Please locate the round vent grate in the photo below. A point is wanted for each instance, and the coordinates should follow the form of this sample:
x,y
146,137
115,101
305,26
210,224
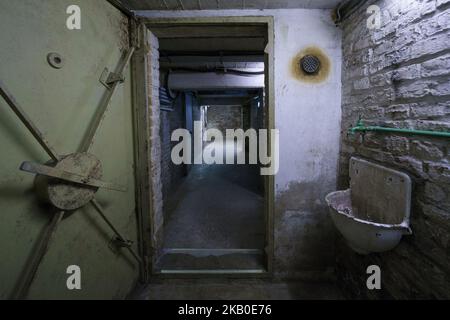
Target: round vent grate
x,y
310,64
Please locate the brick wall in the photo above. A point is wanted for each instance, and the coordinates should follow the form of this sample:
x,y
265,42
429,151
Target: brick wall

● ● ● ●

> [Set exercise]: Copy the records above word for word, leaving out the pictures.

> [Solution to this problem]:
Please locate the round vent grate in the photo below. A point is wanted for each instance, and the coordinates should follow the form of this sample:
x,y
146,137
115,101
305,26
210,224
Target: round vent grate
x,y
310,64
Please locate the brick wall in the photo above. A point is wanted for each instance, and the coordinates should follow the form of this sample:
x,y
265,42
429,151
Target: brick wall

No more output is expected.